#### [SOURCE EXTRACT]
════════════════
Frank Fraser Darling
Frank Fraser Darling
Author · 5 books

Sir Frank Fraser Darling FRSE LLD (born Frank Darling) was an English ecologist, ornithologist, farmer, conservationist and author, who is strongly associated with the highlands and islands of Scotland. While working as a Clean Milk Advisor in Buckinghamshire, and longing for a research post in Scotland, Fraser Darling heard about the work of the Institute of Animal Genetics at Edinburgh University, and in the early 1930s the Director, Francis Albert Eley Crew, offered him a place there to study for a PhD. From 1929–1930 he was Director of the Commonwealth Bureau of Animal Breeding and Genetics, part of the Commonwealth Agricultural Bureaux, at Edinburgh. In 1934 he was elected a Fellow of the Royal Society of Edinburgh. Living at Dundonnell and later in the Summer Isles, Fraser Darling began the work that was to mark him as a naturalist-philosopher of original turn of mind and great intellectual drive. He described the social and breeding behaviour of the red deer, gulls, and the grey seal respectively, in the three academic works A Herd of Red Deer, Bird Flocks and the Breeding Cycle and A Naturalist on Rona. In 1944, the wartime Secretary of State for Scotland, Thomas Johnston, appointed Fraser Darling as Director of the West Highland Survey, tasked with gathering facts to inform future land use and management in the Highlands and Islands. His report, West Highland Survey: An Essay in Human Ecology, was finally published in 1955.
════════════════
#### [WHAT IS EXPECTED]
According to the biographical sketch of Frank Fraser Darling, who appointed him Director of the West Highland Survey in 1944? The material is not needed here.
════════════════
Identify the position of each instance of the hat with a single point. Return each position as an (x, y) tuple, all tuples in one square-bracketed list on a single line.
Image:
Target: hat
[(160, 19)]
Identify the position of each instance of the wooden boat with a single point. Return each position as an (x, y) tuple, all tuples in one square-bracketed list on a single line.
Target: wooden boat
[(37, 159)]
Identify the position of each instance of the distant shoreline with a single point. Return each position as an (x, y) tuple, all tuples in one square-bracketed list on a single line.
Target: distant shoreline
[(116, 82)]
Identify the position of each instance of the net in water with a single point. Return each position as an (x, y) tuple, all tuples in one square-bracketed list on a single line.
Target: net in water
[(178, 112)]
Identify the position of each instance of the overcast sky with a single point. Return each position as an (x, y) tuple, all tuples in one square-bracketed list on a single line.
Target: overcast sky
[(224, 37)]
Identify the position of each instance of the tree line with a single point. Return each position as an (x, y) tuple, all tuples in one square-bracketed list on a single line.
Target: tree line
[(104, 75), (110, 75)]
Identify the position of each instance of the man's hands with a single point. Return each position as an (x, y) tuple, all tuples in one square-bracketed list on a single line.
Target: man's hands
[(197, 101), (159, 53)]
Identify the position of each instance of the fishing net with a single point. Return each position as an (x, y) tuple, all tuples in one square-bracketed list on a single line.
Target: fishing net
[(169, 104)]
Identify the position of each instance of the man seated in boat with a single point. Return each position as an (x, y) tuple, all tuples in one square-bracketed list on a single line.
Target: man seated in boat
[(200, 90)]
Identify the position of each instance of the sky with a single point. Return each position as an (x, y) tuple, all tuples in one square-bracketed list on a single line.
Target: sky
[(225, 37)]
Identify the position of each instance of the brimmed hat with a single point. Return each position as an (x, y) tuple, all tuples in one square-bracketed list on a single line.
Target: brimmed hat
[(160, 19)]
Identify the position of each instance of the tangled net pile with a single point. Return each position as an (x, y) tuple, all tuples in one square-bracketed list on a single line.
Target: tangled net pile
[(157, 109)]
════════════════
#### [RESPONSE AREA]
Thomas Johnston, the wartime Secretary of State for Scotland.